▶ Stated problem
Replace "be located" with "be found" in the listing, from its first line up to and including the line with "point(725, 392)", and write those lines out again with nothing else changed. Leave the pictures out.

Position identification records
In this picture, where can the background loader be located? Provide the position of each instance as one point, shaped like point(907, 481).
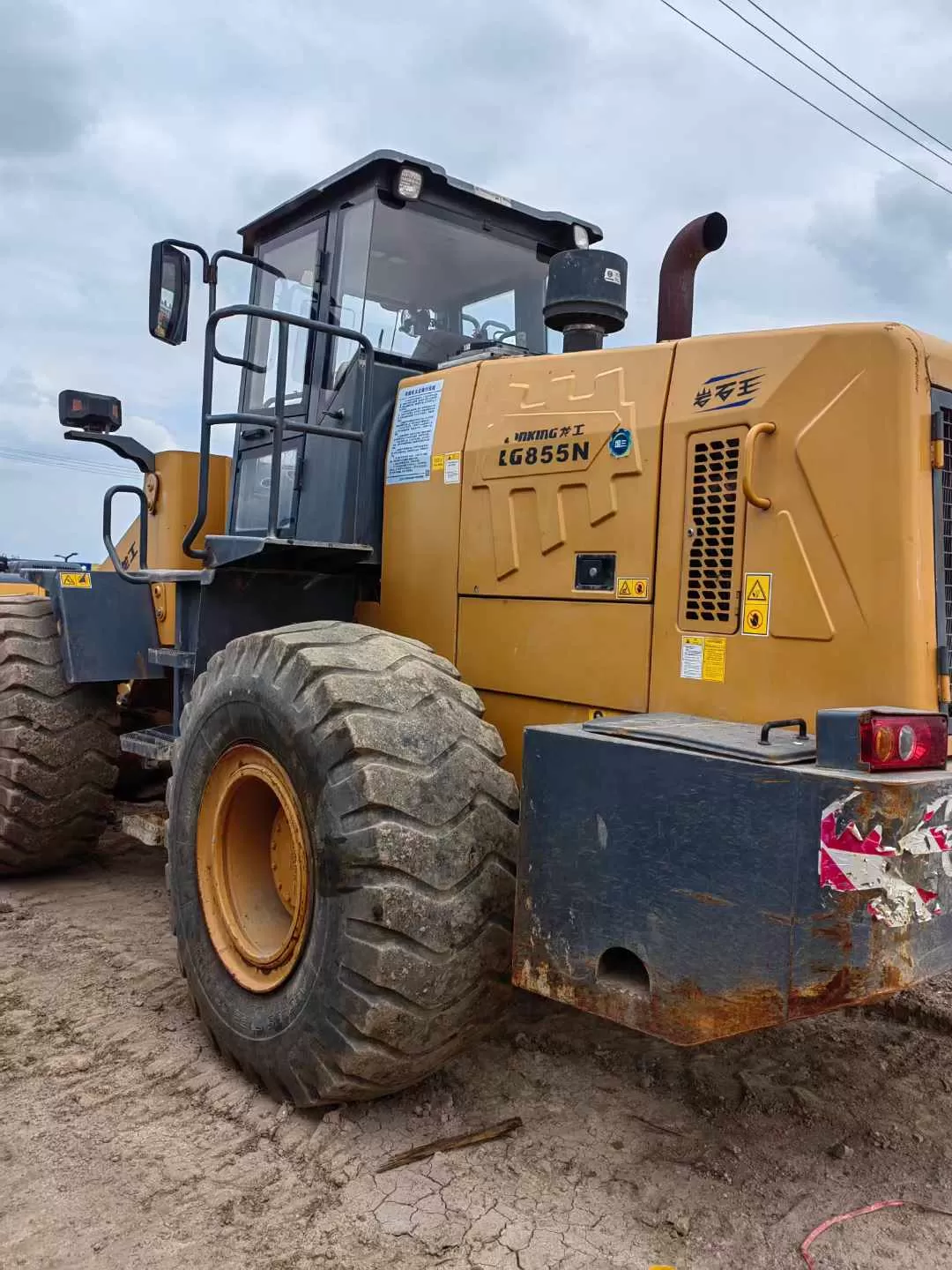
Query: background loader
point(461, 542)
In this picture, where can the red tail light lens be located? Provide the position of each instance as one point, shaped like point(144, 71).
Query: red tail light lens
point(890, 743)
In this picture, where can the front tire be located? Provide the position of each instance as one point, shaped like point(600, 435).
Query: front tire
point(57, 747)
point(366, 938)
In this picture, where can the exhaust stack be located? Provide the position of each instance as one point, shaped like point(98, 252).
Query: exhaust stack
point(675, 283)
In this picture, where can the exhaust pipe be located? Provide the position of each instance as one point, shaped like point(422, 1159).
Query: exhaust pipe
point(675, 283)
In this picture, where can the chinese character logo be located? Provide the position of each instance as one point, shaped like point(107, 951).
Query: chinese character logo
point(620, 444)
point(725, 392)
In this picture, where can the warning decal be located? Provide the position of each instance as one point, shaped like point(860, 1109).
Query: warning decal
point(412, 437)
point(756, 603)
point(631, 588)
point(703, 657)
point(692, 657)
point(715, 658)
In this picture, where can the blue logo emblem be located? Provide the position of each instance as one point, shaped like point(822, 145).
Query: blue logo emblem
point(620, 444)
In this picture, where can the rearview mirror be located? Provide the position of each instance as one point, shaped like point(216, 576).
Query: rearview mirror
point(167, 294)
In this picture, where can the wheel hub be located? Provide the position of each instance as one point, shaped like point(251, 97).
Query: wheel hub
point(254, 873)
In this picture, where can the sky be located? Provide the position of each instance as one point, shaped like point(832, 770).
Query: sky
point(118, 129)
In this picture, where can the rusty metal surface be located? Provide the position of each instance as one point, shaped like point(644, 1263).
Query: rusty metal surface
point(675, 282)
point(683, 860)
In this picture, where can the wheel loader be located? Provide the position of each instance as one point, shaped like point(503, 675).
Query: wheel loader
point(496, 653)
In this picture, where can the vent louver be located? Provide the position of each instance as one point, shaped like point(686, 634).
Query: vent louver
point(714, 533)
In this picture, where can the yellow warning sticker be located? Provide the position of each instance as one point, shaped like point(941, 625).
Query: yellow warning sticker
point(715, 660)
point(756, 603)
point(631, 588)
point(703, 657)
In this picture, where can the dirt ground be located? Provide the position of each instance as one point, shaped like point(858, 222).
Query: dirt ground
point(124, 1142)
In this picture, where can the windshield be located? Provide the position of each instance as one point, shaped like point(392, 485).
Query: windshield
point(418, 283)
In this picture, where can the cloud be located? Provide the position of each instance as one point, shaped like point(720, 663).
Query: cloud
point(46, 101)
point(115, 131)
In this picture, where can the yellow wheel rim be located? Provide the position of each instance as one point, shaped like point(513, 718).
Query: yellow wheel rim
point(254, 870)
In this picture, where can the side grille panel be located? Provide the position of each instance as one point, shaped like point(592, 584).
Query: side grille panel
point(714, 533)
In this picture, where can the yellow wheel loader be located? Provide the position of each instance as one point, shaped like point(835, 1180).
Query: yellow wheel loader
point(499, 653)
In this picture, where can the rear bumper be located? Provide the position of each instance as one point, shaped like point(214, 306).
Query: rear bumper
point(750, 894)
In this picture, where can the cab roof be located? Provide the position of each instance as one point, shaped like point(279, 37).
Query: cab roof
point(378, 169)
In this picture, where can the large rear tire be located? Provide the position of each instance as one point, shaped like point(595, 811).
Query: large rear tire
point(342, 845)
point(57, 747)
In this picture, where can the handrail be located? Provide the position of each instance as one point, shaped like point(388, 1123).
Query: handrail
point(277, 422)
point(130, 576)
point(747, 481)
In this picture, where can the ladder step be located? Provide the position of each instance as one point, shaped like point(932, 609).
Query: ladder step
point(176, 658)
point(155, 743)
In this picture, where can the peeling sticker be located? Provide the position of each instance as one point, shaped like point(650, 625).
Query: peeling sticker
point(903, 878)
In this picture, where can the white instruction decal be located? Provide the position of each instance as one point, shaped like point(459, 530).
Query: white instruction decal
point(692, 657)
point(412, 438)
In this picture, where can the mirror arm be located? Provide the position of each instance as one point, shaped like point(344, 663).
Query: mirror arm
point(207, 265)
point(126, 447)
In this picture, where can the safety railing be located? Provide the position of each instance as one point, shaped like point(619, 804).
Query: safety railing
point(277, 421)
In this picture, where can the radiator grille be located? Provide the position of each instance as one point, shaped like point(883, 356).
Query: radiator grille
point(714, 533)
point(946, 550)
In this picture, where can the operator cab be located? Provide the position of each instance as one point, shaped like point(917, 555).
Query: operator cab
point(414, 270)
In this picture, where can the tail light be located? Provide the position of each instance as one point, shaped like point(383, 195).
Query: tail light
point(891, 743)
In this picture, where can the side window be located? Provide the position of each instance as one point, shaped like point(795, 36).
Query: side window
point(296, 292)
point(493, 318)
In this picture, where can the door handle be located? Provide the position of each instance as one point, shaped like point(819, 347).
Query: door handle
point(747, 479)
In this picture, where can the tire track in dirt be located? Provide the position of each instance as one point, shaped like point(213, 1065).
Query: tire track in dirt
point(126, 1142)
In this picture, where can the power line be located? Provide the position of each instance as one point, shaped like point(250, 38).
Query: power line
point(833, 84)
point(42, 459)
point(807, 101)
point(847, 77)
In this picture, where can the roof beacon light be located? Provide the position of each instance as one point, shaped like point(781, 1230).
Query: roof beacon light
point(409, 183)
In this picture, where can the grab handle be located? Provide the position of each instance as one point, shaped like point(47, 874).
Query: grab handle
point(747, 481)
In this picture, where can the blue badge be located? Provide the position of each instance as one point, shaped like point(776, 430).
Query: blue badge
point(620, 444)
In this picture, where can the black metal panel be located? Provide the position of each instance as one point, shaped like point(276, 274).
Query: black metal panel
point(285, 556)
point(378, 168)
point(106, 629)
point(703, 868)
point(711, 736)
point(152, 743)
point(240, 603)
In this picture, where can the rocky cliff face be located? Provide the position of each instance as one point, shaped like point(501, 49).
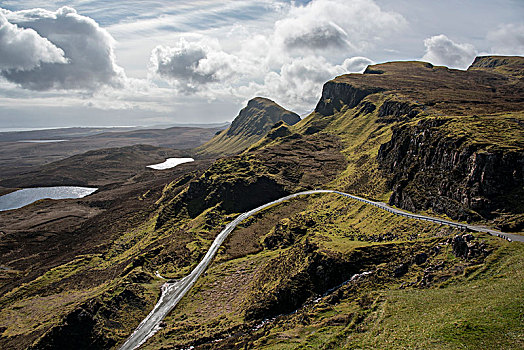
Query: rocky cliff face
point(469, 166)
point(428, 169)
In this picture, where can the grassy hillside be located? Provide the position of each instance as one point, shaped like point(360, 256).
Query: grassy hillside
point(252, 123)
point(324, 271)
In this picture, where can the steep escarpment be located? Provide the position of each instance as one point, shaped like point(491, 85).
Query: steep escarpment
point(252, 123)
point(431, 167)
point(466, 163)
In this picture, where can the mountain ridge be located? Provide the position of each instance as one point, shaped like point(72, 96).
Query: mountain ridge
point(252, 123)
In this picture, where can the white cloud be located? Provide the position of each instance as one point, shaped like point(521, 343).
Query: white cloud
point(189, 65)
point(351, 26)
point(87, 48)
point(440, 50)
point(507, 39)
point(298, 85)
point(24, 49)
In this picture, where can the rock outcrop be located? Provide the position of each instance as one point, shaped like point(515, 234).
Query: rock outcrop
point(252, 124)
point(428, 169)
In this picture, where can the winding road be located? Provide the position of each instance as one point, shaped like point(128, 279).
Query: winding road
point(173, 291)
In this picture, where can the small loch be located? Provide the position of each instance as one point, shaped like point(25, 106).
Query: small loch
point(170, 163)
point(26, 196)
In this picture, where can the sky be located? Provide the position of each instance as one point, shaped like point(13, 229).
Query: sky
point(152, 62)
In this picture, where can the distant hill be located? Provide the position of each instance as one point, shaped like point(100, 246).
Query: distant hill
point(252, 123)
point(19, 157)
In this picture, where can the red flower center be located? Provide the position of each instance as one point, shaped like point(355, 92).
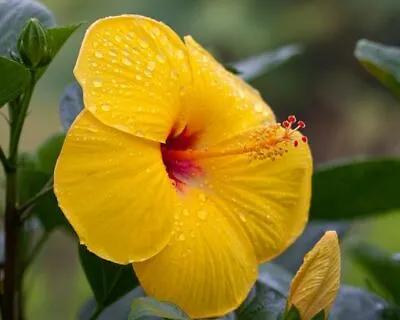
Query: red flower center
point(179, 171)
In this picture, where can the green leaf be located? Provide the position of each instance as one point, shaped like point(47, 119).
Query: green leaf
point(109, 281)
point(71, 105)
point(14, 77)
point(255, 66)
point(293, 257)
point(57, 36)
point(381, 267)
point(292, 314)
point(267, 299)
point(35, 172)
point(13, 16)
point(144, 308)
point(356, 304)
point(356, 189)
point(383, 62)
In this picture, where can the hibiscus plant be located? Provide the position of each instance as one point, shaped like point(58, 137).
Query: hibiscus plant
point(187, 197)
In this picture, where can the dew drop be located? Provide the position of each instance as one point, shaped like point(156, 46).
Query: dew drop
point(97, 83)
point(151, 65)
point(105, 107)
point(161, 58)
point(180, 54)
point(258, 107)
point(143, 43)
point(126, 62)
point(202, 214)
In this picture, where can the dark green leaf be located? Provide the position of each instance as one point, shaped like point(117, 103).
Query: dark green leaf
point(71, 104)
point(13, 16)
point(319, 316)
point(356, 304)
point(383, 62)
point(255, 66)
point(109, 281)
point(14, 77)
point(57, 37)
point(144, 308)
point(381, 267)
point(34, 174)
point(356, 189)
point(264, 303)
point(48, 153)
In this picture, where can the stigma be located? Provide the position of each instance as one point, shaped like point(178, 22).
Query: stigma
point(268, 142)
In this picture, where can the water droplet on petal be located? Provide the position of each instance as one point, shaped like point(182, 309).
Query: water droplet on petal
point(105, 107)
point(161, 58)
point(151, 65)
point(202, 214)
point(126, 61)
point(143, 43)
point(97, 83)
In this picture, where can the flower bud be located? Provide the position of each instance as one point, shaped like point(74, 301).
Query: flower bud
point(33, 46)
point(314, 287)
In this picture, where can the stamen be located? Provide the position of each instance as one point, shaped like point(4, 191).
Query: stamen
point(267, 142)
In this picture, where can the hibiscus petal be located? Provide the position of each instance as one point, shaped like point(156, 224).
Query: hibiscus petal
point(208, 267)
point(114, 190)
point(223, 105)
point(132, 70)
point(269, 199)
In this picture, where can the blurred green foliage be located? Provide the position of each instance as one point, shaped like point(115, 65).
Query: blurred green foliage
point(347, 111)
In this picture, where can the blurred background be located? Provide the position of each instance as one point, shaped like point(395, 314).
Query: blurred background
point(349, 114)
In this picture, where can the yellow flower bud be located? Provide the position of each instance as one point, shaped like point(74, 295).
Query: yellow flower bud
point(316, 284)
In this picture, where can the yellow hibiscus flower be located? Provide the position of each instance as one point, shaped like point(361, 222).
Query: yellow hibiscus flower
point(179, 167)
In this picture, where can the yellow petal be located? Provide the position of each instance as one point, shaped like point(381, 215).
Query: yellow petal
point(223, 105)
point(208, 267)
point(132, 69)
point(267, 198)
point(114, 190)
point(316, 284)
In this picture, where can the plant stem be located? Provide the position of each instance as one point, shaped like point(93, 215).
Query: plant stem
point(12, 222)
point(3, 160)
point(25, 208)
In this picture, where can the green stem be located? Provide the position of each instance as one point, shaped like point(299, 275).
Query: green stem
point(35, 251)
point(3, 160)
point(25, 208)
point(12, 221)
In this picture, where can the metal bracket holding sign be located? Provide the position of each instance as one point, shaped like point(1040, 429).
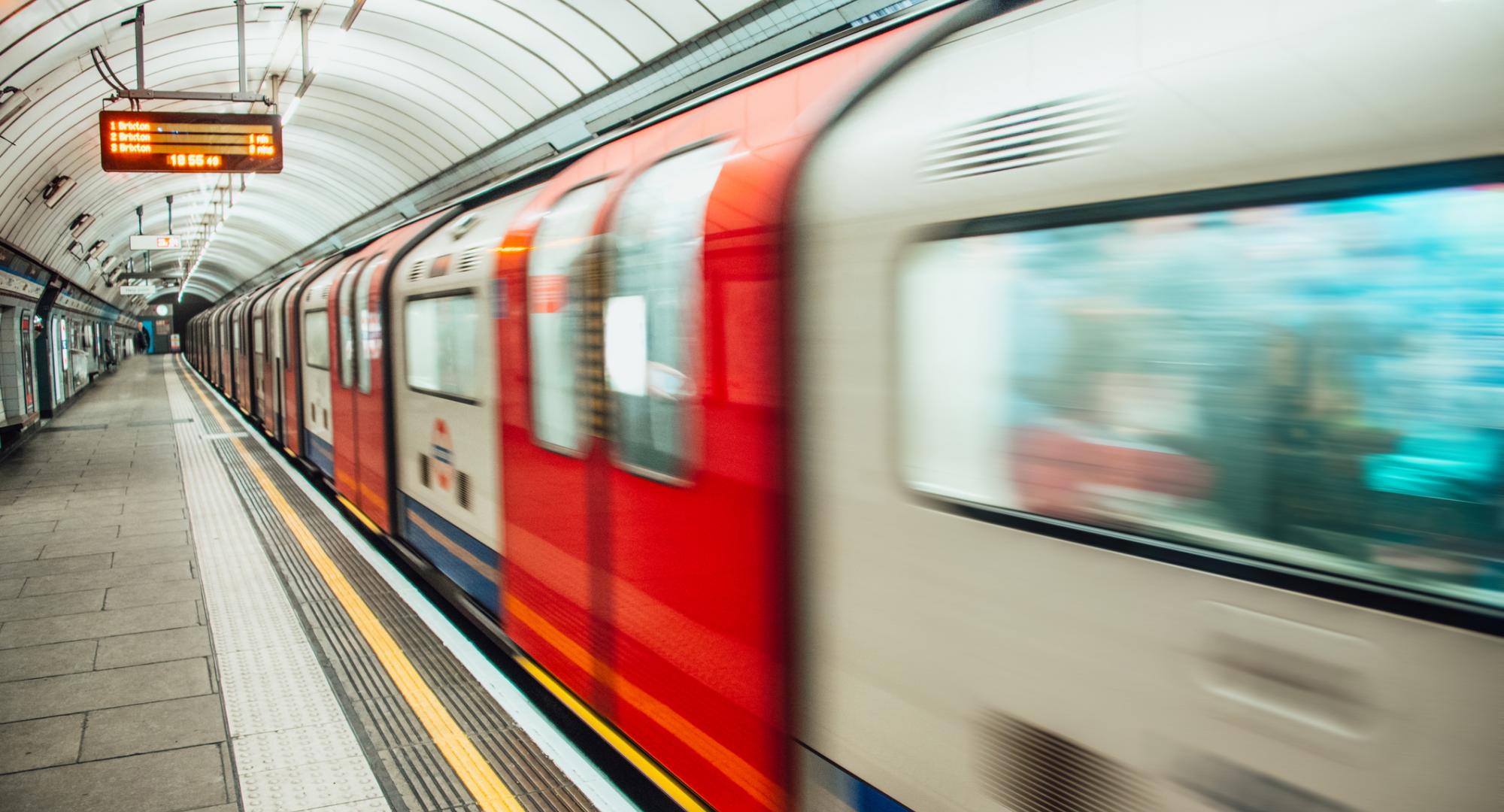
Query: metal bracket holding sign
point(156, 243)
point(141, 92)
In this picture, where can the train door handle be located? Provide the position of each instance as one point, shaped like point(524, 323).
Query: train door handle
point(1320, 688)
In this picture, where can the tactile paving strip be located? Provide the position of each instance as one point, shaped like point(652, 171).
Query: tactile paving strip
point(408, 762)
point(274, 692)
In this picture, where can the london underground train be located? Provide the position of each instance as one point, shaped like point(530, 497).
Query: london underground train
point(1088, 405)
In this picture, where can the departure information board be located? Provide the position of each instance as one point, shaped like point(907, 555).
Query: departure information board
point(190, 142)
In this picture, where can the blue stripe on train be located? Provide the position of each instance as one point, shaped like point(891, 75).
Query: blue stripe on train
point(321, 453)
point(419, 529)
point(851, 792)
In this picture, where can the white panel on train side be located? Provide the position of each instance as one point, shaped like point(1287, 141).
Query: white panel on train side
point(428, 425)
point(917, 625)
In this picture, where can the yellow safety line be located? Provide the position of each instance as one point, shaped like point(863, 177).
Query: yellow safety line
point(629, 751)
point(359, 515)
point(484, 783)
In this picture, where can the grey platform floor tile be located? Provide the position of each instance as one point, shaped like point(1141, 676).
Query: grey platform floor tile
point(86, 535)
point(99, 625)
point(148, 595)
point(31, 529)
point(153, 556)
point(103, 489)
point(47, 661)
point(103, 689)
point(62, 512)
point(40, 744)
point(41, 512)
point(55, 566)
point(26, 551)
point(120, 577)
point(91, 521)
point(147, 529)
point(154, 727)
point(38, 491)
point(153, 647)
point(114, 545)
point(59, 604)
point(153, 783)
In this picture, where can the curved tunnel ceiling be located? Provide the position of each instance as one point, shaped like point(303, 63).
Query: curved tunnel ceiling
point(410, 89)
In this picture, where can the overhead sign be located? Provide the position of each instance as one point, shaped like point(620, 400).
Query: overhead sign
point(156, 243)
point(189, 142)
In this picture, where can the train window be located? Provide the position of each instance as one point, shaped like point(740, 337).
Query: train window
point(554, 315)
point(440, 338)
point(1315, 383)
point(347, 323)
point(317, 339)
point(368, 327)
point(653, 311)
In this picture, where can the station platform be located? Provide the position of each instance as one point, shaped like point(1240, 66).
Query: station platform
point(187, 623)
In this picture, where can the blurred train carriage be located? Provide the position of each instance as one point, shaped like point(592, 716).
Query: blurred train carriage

▶ Final result
In this picture, where can the background loader be found? Provide the position of each instance as one point, shaped like point(907, 481).
Query: background loader
point(461, 542)
In this picture, where can the red tail light lens be found? Provide the position of each instance as one point, shaped like point(144, 71).
Query: red tail light lens
point(890, 743)
In this picture, where can the front tire be found? Provide the position of each instance as one point, shaped like point(600, 435).
Query: front tire
point(57, 747)
point(366, 938)
In this picture, where can the exhaust stack be found? Provide the position of each instance as one point, shaped like point(98, 252).
Query: exhaust stack
point(675, 283)
In this picture, where can the exhaust pipe be found? Provide the position of each instance as one point, shaped like point(422, 1159).
Query: exhaust pipe
point(675, 283)
In this picture, where can the chinese character logo be found? Provide the position of each instance as one point, shaped like point(107, 951).
Query: chinese character logo
point(620, 444)
point(725, 392)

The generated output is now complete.